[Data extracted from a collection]
####################
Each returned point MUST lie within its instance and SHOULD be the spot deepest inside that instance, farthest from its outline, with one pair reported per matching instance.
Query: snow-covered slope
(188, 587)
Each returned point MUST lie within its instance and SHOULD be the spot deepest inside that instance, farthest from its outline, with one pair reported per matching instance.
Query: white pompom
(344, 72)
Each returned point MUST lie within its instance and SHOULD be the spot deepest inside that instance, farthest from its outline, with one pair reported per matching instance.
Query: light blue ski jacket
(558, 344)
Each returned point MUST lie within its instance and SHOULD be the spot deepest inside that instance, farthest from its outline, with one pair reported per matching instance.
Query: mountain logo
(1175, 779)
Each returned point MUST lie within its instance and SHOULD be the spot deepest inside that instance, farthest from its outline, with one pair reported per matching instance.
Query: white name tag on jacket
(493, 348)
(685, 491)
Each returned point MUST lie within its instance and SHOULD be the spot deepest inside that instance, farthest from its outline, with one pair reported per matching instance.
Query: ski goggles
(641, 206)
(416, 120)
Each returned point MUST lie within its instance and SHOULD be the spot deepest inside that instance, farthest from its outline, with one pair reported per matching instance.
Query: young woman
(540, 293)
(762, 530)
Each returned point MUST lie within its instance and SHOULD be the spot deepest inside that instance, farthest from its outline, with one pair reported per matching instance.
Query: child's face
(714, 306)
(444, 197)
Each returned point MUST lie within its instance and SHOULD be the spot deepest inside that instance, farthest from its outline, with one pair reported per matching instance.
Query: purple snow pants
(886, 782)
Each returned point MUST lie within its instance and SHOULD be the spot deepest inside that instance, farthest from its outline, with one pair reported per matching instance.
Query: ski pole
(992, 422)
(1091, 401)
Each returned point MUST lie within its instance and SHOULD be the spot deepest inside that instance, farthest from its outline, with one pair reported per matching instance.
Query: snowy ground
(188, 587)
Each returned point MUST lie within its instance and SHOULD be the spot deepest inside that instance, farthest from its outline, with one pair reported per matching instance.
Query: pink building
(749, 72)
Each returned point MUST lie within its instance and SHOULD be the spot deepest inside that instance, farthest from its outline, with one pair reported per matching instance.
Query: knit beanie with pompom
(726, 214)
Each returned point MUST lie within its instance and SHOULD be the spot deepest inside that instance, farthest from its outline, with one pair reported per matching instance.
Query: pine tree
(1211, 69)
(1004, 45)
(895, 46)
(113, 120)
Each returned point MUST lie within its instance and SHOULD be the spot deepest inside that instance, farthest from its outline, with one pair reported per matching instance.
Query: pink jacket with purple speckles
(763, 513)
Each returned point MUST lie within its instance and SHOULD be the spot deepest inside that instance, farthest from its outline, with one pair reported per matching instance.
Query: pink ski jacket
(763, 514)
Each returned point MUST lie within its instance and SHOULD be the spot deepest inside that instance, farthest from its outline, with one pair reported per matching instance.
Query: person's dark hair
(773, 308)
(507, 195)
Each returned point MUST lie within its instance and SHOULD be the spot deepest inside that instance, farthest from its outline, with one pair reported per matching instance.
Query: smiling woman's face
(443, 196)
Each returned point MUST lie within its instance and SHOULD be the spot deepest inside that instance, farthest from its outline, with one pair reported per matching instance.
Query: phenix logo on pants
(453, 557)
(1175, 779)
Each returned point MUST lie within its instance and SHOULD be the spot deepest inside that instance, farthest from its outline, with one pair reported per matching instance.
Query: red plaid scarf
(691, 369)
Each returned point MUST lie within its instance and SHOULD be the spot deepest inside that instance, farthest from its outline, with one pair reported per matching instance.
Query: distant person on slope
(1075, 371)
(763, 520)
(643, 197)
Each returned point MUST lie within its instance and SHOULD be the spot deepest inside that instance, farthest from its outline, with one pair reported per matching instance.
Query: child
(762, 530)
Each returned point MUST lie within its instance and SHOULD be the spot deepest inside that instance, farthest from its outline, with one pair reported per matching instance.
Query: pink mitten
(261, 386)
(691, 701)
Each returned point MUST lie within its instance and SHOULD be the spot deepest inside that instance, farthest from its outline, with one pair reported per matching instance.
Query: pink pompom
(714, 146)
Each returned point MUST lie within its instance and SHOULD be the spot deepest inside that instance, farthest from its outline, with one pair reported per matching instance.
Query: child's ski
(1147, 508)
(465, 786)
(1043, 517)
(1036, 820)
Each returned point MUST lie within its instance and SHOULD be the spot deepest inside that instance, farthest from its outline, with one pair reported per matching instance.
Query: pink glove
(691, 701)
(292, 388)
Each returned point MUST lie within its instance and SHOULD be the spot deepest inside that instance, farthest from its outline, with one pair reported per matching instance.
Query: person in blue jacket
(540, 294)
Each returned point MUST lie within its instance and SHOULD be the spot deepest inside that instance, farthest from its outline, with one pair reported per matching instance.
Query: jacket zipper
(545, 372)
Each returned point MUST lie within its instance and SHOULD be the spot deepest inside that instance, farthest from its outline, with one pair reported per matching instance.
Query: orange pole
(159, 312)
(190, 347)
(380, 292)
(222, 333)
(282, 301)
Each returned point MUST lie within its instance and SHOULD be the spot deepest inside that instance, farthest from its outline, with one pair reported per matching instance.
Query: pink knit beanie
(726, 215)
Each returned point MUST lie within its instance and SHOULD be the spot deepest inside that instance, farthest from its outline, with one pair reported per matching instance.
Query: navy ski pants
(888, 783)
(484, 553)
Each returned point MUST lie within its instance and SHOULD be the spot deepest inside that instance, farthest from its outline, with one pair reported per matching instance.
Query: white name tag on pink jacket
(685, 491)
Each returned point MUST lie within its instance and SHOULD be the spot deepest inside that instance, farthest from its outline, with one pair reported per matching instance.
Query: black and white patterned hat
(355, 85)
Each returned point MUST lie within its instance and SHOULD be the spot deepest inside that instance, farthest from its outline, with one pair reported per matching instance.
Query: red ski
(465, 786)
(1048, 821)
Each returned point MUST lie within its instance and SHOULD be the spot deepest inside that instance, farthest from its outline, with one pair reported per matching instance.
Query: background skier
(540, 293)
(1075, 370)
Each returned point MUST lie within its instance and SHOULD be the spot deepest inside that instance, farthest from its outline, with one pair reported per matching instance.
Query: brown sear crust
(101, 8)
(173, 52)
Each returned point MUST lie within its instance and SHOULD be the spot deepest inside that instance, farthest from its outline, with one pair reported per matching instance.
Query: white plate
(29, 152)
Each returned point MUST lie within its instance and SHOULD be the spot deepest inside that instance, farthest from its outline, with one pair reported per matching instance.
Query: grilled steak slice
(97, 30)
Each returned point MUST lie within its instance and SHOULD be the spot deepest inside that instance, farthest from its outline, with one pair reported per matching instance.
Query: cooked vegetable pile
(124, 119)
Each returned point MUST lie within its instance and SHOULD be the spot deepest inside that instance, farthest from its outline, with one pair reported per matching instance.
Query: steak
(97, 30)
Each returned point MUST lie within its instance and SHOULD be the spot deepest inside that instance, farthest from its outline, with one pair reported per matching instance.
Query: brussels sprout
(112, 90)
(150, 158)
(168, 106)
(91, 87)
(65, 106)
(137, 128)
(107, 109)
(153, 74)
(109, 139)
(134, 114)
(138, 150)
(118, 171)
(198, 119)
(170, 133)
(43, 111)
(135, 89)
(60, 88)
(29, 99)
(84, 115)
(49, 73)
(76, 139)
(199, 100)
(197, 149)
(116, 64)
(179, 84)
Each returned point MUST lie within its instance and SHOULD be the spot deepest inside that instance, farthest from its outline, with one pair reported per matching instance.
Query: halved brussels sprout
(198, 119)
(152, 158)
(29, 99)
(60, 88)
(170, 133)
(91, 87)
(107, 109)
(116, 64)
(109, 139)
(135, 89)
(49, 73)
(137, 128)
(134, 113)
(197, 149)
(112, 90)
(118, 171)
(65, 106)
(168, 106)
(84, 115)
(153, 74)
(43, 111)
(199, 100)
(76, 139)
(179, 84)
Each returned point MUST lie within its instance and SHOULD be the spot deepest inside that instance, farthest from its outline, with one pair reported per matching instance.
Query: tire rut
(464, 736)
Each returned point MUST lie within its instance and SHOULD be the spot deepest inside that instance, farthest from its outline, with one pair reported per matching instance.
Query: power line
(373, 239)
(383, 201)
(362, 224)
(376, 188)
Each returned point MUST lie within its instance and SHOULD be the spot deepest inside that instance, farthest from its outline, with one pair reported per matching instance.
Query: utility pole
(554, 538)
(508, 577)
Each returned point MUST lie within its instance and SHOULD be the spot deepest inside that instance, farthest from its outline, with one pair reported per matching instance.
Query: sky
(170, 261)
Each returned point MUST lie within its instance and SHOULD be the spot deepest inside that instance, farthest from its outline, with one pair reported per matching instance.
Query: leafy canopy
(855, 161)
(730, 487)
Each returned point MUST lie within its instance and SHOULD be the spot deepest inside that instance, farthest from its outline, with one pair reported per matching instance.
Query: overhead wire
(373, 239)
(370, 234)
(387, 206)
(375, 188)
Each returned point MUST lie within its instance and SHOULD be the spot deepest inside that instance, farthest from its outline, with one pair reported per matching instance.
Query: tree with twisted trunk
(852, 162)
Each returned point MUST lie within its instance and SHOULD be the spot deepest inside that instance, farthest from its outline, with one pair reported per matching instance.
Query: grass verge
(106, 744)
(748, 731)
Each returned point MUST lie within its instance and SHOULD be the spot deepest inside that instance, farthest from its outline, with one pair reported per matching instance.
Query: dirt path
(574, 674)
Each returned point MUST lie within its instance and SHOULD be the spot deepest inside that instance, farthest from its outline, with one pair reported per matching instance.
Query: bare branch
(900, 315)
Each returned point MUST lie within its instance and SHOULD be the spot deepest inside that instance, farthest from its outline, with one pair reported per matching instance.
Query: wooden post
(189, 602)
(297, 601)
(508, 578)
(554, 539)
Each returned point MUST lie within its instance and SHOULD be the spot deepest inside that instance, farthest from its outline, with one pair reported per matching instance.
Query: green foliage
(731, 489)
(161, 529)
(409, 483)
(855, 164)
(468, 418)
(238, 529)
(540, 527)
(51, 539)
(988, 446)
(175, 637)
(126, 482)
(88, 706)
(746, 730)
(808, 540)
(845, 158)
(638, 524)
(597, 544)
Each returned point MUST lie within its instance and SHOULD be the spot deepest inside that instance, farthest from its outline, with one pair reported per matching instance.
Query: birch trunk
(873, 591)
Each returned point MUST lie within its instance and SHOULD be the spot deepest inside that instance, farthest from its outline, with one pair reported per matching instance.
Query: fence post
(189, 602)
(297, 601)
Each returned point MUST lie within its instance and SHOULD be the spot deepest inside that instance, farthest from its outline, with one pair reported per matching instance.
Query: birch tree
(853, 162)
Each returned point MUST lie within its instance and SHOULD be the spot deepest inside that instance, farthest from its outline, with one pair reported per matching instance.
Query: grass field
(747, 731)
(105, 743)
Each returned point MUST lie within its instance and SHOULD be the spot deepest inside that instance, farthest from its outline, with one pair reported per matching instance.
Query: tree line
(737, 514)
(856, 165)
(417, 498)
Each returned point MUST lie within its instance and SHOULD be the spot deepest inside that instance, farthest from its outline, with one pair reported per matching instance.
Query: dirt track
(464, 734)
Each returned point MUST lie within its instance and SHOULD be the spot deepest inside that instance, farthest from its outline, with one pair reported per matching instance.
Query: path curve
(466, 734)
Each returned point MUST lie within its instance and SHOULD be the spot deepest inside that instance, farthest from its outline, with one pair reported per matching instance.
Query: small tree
####################
- [YOUR OBJECTIVE]:
The answer consists only of the lines from the one containing "Query: path curve" to the end of the records, each written out exactly.

- [RESPONSE AREA]:
Query: path curve
(466, 734)
Each returned point MUST lie within its instance and SHOULD be the spot deepest inside that instance, farthest from its outline, with one pair reported per matching instance.
Query: small tree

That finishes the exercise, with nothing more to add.